** REQUIRED TASK **
Pull out every line in the data below that contains the word "canopy", with case counting.

— Start DATA RECORDS —

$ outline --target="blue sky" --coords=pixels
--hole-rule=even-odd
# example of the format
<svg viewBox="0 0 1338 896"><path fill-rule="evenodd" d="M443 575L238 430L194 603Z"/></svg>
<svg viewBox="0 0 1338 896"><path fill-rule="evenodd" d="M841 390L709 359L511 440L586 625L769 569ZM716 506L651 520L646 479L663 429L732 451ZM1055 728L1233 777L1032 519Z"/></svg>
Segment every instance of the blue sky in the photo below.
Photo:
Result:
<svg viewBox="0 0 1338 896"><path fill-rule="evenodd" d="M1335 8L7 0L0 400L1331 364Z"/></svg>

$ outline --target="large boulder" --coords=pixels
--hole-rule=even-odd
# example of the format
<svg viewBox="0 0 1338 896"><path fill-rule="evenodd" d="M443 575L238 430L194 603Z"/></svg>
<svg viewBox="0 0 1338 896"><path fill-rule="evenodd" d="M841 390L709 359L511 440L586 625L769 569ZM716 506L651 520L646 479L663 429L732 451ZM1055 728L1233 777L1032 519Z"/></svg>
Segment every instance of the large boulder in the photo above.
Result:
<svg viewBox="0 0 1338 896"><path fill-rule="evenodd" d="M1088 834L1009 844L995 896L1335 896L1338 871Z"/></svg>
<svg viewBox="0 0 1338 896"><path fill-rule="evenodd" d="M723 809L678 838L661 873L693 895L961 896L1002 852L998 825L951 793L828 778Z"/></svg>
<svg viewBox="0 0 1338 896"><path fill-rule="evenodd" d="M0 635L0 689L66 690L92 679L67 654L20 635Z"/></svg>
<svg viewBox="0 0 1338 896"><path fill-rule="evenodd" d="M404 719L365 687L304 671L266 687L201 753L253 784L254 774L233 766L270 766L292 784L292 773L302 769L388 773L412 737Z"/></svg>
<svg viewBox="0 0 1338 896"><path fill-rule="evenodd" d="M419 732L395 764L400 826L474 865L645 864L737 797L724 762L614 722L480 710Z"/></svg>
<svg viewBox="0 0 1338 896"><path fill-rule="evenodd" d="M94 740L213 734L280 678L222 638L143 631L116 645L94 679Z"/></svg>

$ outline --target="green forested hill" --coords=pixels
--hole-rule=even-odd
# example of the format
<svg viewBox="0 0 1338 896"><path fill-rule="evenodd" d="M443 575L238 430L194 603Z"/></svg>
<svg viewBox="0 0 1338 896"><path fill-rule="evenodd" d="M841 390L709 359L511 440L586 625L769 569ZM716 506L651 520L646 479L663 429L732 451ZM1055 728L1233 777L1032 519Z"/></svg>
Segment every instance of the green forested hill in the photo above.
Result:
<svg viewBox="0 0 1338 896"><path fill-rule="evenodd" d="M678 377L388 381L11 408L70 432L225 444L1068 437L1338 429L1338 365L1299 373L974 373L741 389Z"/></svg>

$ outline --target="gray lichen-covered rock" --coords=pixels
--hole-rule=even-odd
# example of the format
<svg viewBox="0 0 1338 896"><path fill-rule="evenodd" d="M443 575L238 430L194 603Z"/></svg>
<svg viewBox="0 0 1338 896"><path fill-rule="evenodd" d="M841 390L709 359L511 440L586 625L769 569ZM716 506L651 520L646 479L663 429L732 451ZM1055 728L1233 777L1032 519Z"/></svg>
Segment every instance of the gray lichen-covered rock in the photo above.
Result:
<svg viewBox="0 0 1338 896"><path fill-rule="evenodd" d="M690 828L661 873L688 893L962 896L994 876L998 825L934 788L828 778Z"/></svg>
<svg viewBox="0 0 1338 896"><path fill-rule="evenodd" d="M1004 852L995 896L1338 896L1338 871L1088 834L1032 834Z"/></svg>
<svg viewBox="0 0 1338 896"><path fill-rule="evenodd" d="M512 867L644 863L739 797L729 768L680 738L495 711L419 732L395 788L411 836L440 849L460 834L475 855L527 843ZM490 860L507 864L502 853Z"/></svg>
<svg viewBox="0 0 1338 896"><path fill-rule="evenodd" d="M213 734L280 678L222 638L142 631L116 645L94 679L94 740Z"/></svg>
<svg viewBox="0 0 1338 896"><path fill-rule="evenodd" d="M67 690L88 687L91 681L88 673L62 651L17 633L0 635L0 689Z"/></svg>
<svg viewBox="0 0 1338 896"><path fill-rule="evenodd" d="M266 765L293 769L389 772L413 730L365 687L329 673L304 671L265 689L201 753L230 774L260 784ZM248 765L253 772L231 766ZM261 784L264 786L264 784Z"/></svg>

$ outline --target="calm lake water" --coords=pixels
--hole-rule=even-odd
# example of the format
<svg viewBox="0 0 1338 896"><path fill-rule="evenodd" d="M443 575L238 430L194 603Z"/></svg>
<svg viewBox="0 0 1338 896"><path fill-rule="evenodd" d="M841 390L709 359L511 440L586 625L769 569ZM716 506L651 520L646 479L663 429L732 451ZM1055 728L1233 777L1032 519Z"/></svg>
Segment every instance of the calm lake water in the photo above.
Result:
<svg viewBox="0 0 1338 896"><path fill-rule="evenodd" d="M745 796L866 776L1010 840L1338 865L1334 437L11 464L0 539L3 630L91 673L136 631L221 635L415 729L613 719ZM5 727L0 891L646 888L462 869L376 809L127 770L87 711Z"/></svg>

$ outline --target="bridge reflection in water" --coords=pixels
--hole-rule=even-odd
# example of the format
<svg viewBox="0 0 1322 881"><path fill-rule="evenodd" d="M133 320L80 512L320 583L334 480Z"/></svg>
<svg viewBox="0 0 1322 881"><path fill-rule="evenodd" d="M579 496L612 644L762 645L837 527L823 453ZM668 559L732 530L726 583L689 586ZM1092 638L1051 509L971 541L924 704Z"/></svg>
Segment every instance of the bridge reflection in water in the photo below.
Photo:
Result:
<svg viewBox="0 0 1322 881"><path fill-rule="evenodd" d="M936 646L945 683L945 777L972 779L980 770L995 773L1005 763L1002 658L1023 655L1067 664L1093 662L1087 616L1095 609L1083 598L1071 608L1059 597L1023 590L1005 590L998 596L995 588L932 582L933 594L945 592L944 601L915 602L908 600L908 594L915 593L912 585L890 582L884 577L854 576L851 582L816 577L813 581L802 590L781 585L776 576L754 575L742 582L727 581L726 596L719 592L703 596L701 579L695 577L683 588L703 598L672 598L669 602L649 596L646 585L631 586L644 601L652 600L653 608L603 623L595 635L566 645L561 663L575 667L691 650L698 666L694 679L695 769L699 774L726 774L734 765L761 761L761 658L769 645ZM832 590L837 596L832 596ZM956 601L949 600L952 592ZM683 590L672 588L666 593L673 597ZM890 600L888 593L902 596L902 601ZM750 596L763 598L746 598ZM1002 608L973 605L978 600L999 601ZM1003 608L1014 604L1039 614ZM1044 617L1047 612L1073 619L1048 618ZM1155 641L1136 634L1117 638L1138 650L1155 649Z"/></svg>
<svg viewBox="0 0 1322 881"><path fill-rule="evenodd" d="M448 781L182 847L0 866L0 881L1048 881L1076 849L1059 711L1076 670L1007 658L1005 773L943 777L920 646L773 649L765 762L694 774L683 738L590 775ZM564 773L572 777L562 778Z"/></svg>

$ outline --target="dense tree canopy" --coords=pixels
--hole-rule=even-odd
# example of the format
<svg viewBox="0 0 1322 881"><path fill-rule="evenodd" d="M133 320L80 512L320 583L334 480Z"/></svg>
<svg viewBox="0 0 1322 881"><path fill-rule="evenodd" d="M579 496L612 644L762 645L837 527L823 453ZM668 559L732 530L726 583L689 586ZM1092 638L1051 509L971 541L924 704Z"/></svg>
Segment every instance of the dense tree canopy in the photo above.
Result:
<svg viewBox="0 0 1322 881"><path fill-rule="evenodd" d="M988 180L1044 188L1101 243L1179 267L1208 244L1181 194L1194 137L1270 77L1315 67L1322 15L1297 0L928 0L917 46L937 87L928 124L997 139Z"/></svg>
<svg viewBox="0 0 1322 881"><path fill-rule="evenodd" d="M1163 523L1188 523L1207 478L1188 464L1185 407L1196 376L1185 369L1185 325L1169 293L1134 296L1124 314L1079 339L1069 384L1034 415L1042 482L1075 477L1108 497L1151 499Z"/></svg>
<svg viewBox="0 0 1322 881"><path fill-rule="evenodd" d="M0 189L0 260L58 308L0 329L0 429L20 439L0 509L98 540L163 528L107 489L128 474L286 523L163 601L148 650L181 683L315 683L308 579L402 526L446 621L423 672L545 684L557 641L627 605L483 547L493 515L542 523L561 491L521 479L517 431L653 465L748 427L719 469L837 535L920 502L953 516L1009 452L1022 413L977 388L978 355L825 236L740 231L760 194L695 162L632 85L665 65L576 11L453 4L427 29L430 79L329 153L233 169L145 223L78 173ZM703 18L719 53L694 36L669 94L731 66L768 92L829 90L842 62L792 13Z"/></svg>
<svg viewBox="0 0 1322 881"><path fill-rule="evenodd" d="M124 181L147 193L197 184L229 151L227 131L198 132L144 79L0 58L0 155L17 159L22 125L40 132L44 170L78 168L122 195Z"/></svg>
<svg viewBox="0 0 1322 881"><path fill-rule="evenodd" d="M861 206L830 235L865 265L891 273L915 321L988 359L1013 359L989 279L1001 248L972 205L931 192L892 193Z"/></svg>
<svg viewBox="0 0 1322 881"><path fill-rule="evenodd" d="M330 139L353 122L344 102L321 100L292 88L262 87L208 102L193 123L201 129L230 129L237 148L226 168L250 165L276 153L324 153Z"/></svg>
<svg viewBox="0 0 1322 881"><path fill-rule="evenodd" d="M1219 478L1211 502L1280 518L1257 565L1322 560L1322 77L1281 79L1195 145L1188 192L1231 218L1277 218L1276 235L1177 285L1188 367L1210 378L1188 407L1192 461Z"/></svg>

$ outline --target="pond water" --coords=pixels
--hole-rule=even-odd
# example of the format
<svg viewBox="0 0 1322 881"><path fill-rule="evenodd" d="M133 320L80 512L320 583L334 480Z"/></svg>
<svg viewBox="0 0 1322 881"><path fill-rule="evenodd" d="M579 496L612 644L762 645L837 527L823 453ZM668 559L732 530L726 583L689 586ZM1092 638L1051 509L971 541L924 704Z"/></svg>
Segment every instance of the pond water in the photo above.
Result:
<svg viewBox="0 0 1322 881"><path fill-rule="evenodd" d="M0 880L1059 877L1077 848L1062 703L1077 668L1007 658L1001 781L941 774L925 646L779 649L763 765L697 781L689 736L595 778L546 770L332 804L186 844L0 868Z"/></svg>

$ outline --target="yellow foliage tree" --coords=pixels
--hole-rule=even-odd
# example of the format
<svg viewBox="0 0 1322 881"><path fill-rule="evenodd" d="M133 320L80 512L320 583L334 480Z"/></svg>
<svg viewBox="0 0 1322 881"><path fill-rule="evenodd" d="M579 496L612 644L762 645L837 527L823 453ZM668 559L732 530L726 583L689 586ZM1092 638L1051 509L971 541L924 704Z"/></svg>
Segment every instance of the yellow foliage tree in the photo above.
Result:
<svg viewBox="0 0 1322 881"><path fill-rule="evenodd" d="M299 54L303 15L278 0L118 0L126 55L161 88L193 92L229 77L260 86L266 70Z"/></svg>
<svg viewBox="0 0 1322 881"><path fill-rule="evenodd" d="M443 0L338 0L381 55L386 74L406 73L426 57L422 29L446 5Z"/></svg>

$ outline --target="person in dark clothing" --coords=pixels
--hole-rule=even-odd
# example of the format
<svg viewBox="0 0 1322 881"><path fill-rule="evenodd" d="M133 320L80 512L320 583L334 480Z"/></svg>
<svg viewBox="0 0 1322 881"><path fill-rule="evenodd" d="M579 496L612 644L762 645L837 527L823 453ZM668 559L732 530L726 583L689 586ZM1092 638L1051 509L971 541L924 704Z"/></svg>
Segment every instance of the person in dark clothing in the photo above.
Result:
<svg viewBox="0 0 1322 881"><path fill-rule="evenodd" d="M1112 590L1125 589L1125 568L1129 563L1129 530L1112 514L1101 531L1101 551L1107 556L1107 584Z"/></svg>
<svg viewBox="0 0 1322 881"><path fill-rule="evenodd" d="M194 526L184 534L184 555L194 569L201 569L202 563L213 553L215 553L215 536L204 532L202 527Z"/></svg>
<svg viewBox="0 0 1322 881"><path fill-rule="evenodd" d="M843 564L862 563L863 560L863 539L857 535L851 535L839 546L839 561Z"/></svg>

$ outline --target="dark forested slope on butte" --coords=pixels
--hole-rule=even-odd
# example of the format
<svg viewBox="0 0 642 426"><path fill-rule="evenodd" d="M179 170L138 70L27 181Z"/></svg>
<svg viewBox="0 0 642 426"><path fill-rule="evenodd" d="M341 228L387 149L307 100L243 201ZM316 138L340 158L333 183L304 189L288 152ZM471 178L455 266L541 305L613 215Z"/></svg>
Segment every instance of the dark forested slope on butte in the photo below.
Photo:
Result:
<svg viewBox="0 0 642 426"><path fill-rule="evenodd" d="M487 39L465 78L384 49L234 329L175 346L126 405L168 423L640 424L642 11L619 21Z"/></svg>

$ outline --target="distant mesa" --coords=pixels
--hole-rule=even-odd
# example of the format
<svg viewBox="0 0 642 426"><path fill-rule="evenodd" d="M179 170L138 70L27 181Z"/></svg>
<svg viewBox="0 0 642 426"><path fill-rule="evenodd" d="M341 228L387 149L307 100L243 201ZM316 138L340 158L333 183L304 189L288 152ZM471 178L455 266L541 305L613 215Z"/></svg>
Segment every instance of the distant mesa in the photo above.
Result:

— End DATA RECORDS —

** TASK RESPONSE **
$ outline --target="dense tree canopy" --coords=pixels
Segment every instance of the dense tree canopy in the photo above.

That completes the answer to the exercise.